Find the line containing "Segment window with", then output it and every line after it through the end of the listing below, exactly as written.
** START Data records **
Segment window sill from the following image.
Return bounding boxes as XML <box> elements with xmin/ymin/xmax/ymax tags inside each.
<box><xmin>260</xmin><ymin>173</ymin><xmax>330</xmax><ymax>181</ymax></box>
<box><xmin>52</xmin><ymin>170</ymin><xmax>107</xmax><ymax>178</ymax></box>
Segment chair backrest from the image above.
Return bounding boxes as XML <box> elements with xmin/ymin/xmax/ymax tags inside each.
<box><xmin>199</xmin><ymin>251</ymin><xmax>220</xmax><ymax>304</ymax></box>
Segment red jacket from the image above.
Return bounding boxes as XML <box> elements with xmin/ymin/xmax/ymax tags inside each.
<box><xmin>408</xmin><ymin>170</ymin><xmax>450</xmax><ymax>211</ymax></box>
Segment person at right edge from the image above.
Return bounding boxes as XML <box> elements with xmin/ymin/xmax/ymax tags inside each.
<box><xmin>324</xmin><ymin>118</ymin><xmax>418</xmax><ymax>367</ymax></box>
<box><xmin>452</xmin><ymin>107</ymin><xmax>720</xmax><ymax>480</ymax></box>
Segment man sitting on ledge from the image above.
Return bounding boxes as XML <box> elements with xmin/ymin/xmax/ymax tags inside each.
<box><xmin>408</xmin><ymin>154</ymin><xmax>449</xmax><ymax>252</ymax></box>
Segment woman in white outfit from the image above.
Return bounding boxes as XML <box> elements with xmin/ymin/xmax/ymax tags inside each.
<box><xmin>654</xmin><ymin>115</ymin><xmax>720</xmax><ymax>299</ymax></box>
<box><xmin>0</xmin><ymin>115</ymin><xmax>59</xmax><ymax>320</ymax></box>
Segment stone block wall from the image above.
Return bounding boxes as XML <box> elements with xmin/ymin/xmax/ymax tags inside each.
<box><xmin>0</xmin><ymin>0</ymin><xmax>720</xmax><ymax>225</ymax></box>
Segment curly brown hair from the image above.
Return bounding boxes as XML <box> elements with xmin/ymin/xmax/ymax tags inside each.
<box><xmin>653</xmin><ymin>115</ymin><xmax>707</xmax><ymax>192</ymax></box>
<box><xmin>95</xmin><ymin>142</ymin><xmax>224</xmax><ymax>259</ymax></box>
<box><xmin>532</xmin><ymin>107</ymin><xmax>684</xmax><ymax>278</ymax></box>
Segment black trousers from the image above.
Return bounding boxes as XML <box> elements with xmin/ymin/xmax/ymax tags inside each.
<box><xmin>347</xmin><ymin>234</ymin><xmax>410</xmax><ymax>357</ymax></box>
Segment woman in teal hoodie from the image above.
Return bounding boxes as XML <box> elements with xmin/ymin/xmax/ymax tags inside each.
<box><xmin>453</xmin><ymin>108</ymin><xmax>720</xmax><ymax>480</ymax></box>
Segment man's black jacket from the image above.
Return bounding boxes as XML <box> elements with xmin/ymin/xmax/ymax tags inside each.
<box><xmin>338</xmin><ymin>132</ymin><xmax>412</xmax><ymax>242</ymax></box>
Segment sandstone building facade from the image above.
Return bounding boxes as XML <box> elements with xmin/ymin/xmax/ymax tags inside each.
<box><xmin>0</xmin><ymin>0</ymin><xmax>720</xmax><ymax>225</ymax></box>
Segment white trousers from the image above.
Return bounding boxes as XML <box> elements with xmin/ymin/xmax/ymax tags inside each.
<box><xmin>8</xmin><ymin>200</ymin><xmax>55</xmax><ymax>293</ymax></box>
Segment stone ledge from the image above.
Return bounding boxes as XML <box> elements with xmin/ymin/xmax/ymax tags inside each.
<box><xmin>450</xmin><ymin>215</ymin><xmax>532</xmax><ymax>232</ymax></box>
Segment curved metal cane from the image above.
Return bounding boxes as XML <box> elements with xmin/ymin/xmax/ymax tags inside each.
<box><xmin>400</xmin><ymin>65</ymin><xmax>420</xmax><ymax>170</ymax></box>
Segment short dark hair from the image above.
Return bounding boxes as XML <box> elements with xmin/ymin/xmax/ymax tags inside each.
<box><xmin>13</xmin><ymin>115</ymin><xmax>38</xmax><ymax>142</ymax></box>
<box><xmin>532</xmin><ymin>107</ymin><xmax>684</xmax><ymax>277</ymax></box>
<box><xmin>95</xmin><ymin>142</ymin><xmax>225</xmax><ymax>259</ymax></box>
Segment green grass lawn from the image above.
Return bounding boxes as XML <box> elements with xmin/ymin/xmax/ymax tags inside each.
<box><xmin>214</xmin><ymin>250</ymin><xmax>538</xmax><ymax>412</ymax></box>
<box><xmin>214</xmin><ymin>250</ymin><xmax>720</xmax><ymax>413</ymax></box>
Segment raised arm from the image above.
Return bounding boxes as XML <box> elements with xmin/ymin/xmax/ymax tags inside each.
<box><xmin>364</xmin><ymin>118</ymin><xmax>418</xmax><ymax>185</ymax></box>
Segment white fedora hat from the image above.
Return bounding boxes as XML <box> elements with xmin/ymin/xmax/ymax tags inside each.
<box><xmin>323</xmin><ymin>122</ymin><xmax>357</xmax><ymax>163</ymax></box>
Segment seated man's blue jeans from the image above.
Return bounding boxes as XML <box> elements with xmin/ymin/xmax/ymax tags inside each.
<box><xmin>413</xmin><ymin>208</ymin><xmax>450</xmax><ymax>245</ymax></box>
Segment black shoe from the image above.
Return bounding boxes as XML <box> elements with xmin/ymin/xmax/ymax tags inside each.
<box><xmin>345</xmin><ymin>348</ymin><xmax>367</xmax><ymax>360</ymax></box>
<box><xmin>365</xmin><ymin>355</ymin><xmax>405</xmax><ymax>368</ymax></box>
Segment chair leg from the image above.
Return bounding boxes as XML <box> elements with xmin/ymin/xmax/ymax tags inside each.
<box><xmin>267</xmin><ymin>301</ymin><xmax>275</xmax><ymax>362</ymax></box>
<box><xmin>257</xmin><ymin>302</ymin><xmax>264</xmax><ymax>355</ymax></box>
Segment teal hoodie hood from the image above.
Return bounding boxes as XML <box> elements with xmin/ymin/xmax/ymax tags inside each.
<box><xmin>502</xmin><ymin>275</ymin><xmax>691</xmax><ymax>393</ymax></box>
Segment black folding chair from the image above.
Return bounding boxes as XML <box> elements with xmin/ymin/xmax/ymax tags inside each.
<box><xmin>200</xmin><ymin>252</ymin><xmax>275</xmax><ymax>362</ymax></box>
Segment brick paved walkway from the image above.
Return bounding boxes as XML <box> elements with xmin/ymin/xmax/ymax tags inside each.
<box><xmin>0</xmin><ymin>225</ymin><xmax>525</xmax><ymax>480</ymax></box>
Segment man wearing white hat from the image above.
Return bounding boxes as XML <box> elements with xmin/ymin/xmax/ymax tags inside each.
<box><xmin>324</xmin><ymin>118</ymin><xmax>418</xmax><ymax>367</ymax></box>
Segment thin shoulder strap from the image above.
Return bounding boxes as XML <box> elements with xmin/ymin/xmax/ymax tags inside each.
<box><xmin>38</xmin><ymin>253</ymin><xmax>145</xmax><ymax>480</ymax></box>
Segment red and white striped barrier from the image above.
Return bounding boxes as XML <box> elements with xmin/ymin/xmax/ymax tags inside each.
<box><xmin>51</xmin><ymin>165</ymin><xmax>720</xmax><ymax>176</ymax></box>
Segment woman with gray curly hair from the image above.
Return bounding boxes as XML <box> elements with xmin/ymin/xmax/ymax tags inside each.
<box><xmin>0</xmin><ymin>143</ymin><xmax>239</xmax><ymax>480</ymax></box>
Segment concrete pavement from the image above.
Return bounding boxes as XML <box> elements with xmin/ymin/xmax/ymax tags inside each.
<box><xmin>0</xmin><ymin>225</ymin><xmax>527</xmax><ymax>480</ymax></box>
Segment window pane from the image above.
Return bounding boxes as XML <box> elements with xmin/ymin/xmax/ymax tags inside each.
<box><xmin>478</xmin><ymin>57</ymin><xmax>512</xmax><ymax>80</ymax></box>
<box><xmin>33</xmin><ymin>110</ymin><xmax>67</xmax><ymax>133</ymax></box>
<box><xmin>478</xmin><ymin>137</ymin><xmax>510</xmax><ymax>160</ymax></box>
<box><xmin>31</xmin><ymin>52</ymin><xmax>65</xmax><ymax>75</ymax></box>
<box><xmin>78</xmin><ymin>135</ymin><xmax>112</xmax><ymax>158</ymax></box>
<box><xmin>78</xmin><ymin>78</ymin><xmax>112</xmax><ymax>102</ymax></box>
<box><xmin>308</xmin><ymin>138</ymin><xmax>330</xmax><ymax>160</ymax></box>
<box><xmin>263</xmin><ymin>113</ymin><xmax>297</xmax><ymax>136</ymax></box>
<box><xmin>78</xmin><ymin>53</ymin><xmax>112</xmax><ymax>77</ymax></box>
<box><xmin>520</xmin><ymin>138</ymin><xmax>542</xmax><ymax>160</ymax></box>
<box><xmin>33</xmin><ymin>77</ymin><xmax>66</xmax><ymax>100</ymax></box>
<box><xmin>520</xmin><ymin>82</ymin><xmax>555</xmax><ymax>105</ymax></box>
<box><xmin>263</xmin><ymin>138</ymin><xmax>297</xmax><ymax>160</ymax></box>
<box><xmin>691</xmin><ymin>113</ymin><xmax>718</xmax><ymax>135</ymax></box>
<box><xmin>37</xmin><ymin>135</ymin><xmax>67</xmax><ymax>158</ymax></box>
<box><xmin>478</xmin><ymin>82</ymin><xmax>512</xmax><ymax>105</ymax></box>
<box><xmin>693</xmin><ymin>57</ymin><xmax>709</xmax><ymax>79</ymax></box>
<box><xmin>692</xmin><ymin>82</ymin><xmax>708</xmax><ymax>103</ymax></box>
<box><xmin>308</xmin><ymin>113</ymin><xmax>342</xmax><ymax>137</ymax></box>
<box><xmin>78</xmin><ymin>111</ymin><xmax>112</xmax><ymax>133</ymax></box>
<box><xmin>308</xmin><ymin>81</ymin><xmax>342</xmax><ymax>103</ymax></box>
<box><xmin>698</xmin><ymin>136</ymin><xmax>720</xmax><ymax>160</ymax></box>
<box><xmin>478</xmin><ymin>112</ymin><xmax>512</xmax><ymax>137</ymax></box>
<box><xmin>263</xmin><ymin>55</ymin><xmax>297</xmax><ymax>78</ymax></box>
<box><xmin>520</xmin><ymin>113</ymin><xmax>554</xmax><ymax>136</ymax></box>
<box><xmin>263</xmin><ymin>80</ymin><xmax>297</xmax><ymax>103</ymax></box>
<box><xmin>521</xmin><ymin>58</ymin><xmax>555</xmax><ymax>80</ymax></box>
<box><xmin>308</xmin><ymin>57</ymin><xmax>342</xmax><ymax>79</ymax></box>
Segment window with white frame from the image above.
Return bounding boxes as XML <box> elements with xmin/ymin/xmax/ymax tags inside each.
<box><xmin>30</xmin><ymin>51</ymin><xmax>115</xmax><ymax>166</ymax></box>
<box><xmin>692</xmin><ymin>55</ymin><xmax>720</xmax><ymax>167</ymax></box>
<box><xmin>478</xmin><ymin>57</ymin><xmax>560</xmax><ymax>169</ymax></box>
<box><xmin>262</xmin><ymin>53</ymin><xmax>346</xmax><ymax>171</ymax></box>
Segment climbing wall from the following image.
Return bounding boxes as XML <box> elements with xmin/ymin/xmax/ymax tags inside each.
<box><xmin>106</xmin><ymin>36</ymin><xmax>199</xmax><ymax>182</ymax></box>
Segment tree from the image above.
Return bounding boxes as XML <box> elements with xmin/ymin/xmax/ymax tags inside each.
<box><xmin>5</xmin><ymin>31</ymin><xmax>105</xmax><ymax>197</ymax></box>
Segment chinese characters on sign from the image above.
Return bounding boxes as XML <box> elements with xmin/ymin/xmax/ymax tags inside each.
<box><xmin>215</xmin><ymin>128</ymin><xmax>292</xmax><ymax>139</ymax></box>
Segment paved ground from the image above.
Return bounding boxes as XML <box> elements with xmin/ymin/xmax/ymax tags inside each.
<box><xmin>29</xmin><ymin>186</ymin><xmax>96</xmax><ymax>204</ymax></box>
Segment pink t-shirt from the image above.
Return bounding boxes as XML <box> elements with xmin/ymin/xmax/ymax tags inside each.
** END Data records **
**Full output**
Segment window with white frame from the image above.
Return bounding boxes as XML <box> elements with xmin/ymin/xmax/ymax tags inside each.
<box><xmin>30</xmin><ymin>51</ymin><xmax>115</xmax><ymax>166</ymax></box>
<box><xmin>692</xmin><ymin>55</ymin><xmax>720</xmax><ymax>167</ymax></box>
<box><xmin>478</xmin><ymin>57</ymin><xmax>560</xmax><ymax>169</ymax></box>
<box><xmin>262</xmin><ymin>53</ymin><xmax>346</xmax><ymax>171</ymax></box>
Segment climbing wall from the following image.
Return bounding boxes as XML <box> elements with xmin/ymin/xmax/ymax tags inside each.
<box><xmin>106</xmin><ymin>36</ymin><xmax>199</xmax><ymax>182</ymax></box>
Segment tree from the image above.
Return bounding boxes as XML <box> elements with xmin/ymin/xmax/ymax tags inside each.
<box><xmin>5</xmin><ymin>31</ymin><xmax>105</xmax><ymax>197</ymax></box>
Segment chinese characters on sign from the image above.
Return bounding boxes as XML <box> elements with xmin/ymin/xmax/ymax tags inside each.
<box><xmin>215</xmin><ymin>128</ymin><xmax>292</xmax><ymax>139</ymax></box>
Segment paved ground from the image above.
Return bounding boxes as XML <box> elements with xmin/ymin/xmax/ymax tags inside each.
<box><xmin>29</xmin><ymin>186</ymin><xmax>96</xmax><ymax>204</ymax></box>
Segment pink t-shirt from the image above.
Return bounding boxes as XML <box> elements with xmin/ymin/xmax/ymax tags inside each.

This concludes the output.